# MATERIAL SHOWN
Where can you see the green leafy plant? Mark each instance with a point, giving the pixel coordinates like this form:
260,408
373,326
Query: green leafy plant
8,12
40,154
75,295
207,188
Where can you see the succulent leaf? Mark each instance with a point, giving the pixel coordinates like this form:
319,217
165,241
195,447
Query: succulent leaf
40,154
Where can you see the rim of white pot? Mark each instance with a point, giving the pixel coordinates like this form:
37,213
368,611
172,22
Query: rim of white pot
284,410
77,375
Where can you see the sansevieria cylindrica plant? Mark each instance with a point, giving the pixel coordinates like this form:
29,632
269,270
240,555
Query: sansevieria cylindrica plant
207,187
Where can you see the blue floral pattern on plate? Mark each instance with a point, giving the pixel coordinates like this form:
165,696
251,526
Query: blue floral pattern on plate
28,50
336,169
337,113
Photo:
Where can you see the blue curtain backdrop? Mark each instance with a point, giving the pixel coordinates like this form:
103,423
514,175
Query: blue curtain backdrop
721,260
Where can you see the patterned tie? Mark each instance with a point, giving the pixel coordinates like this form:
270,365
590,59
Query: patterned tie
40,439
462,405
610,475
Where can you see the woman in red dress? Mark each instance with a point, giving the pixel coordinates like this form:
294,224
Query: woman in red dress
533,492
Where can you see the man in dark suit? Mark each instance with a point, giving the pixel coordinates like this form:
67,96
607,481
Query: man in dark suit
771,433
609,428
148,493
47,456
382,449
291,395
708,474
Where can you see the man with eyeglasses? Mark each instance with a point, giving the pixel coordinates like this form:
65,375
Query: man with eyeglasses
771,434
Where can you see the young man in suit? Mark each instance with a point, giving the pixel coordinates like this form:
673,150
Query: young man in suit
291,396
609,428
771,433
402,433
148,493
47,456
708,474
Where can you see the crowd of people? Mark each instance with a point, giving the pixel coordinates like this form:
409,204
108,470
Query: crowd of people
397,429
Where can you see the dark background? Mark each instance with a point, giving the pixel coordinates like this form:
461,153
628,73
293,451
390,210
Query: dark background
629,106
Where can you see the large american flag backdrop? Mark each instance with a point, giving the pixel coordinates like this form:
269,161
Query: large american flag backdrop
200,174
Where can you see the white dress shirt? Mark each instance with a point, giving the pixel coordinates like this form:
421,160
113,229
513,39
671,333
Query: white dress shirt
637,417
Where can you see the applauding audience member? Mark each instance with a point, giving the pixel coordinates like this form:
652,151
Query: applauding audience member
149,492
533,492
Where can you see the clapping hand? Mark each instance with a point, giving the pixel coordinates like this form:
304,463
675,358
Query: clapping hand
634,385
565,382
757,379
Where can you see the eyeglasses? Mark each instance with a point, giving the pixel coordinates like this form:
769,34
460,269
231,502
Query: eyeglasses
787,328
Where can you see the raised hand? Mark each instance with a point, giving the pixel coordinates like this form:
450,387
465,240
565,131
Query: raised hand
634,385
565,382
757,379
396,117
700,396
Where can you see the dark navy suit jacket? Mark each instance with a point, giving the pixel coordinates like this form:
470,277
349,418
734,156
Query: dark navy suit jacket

# ASSIGNMENT
Return a copy of every line in the records that includes the string "jacket".

# EXERCISE OUTPUT
Where can you see the dark navy suit jacket? Mark each instance with a point, giving the pixel coordinates like this form:
Query: dark navy suit jacket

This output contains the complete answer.